TASK SET:
1 - From the post on U.S. strategy toward Iran, list every kind of naval or military asset the quoted plan says the U.S. could deploy to watch over or defend the Straits of Hormuz.
2 - In the post on U.S. strategy toward Iran, where would the rest of the carrier group stay under the quoted plan?
3 - Carry on the post about U.S. strategy toward Iran from its last sentence.

DOCUMENT PASSAGE:
-*-*-

The scraggly line in the sand
Chester has a brilliant description of the fundamental problem with trying to "contain" Iraq or negotiate a way out of Iraq by appeals to Iran and Syria after so abjectly folding.
Pundits and armcharists have struggled for months to articulate a military strategy vis a vis Iran that fits the following constraints: the nuclear program must be stopped; there can be no invasion; and if possible the regime should be removed.
He then proceeds to quote Arthur Hermman's prescription for an impressive array of air-sea signalling indicating to Teheran that "thus far and no further", but wonders: who are we trying to kid?
The first step would be to make it clear that the United States will tolerate no action by any state that endangers the international flow of commerce in the Straits of Hormuz. Signaling our determination to back up this statement with force would be a deployment in the Gulf of Oman of minesweepers, a carrier strike group’s guided-missile destroyers, an Aegis-class cruiser, and anti-submarine assets, with the rest of the carrier group remaining in the Indian Ocean. The U.S. Navy could also deploy UAV’s (unmanned air vehicles) and submarines to keep watch above and below against any Iranian missile threat to our flotilla. ...

-*-*-

INFORMATION PROVIDED:
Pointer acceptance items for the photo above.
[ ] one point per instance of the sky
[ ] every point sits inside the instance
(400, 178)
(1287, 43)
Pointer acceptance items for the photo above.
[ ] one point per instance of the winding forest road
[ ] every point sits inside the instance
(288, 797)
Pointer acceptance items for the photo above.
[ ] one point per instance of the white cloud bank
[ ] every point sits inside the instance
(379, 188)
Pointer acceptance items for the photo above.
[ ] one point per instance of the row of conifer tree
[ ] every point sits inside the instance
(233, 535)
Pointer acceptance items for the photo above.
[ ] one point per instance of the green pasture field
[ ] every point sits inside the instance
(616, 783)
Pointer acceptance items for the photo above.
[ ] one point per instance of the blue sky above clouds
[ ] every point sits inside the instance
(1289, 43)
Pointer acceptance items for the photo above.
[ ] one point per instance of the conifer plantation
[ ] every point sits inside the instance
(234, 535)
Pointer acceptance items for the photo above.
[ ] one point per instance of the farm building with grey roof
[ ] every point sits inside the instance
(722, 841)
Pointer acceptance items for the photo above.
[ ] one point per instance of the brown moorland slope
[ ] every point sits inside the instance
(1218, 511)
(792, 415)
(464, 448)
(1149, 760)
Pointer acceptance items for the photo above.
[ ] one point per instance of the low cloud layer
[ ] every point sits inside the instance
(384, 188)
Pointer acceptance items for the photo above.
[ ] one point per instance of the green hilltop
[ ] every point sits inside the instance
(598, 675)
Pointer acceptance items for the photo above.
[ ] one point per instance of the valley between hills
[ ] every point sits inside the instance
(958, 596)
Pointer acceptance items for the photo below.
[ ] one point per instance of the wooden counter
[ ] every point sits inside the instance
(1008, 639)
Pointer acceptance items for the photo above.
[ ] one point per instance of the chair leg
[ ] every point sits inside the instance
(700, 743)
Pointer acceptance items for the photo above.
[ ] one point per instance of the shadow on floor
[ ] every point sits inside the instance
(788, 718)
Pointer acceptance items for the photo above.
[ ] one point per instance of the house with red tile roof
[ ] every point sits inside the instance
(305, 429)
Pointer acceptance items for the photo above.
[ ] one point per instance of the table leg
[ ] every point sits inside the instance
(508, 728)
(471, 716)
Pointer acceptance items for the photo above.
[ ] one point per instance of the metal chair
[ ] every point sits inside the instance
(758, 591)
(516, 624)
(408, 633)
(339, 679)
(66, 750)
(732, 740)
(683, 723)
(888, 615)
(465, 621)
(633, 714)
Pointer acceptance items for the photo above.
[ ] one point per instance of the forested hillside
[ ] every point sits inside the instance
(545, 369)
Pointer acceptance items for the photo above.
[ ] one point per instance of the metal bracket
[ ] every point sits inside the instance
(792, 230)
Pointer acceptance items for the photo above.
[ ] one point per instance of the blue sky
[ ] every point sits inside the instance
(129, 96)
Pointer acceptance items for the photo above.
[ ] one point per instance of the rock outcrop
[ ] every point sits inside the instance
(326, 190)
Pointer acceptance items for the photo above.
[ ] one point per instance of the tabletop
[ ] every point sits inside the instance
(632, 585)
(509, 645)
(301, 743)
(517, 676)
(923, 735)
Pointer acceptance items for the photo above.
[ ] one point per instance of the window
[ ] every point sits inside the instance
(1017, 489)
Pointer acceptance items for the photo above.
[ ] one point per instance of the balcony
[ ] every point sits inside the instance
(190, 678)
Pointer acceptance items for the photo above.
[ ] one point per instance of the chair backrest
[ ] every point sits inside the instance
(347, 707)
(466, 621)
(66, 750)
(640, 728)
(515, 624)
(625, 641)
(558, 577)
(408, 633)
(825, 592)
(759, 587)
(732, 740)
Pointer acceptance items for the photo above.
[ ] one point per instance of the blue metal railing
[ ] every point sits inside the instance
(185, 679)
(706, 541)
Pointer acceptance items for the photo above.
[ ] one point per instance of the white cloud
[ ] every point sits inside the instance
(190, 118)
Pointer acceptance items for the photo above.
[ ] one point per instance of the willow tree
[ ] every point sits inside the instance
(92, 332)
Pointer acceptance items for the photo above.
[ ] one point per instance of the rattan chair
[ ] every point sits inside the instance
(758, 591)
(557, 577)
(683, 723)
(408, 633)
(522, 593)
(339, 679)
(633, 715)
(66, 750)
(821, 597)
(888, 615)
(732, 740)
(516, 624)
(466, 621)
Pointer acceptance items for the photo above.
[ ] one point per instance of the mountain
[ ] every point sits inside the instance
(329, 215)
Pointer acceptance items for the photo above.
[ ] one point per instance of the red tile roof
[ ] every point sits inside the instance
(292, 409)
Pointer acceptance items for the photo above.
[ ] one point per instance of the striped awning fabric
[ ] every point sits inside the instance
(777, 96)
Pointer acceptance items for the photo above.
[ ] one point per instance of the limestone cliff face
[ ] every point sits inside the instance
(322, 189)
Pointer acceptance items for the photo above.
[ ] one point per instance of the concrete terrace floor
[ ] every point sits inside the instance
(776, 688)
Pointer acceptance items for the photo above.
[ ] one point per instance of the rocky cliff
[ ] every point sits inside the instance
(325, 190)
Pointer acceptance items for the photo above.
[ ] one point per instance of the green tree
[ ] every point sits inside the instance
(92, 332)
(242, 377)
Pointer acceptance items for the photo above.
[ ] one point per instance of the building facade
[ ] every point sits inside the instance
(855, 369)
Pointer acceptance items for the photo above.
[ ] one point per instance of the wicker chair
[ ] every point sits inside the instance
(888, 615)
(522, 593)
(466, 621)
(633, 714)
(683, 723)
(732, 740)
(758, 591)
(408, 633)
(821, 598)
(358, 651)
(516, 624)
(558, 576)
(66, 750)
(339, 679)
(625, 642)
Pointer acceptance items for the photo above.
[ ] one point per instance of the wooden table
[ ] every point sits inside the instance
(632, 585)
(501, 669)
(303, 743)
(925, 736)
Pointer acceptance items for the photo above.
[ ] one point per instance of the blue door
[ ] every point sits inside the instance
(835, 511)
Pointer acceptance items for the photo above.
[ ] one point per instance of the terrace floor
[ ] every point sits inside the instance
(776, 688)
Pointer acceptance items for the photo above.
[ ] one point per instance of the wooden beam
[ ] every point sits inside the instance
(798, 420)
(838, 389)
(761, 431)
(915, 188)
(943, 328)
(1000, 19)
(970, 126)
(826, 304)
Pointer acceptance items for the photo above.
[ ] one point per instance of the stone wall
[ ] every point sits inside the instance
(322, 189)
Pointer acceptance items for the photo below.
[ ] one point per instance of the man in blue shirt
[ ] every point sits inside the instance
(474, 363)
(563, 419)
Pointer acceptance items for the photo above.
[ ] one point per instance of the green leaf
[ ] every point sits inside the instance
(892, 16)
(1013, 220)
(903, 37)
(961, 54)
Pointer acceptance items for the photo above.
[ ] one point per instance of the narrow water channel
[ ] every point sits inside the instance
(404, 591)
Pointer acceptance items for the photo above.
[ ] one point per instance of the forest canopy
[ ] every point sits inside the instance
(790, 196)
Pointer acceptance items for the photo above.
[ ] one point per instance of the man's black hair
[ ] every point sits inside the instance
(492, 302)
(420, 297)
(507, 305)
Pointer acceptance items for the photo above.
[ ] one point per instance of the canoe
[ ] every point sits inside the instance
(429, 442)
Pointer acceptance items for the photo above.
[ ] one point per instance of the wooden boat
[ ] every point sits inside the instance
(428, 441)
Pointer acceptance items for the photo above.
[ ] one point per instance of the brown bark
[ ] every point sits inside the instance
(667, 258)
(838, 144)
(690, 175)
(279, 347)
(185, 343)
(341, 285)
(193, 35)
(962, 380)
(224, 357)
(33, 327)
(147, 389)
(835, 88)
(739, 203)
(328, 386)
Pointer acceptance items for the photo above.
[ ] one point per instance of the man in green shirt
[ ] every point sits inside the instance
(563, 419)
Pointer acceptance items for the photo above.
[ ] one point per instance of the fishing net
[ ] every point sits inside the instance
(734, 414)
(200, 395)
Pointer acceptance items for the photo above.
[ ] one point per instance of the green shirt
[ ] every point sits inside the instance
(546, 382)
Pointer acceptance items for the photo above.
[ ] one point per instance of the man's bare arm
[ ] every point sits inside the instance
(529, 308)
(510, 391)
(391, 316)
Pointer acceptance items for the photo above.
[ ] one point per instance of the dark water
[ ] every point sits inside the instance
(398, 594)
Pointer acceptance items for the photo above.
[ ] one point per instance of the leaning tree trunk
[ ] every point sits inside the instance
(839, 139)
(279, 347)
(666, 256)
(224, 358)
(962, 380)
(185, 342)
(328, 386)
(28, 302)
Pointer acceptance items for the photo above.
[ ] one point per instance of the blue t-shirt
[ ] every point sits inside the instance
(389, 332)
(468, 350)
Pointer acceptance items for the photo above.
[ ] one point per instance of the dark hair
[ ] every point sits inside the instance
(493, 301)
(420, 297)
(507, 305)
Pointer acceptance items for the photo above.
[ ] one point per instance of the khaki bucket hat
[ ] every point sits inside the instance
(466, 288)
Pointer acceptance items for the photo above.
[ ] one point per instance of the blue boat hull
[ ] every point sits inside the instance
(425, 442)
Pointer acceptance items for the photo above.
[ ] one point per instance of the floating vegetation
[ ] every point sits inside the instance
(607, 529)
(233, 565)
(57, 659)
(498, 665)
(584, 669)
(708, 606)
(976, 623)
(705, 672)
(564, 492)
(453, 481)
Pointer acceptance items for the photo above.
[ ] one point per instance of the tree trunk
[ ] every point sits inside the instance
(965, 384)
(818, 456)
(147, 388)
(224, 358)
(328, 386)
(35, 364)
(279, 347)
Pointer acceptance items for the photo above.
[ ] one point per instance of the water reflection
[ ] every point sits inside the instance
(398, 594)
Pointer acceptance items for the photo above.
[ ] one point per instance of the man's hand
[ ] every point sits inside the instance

-*-*-

THE RESPONSES:
1 -
- Minesweepers
- A carrier strike group's guided-missile destroyers
- An Aegis-class cruiser
- Anti-submarine assets
- UAVs (unmanned air vehicles)
- Submarines

2 - In the Indian Ocean.

3 -
Sounds great, but with a lame duck President who is contemplating a time-based withdrawal from Iraq coupled with negotiations with Iran and Syria; and a liberal Democratic leadership that never met an enemy it didn't like, perhaps Herman might better spend his time in search of the fountain of youth, or perpetual motion, or alchemy.
Chester looks at proposals to bomb Iran, now, before they get the bomb and finds that whatever logic or plausibility underpins it, it ain't gonna happen. Because the fundamental problem with the Global Cop isn't that he isn't armed, isn't trained, isn't strong. It's that he won't shoot. Ask Nancy Pelosi. He ends his post with perhaps the most succinct characterization of where the Line in the Sand is now, where we have ended up with in five years of the War on Terror.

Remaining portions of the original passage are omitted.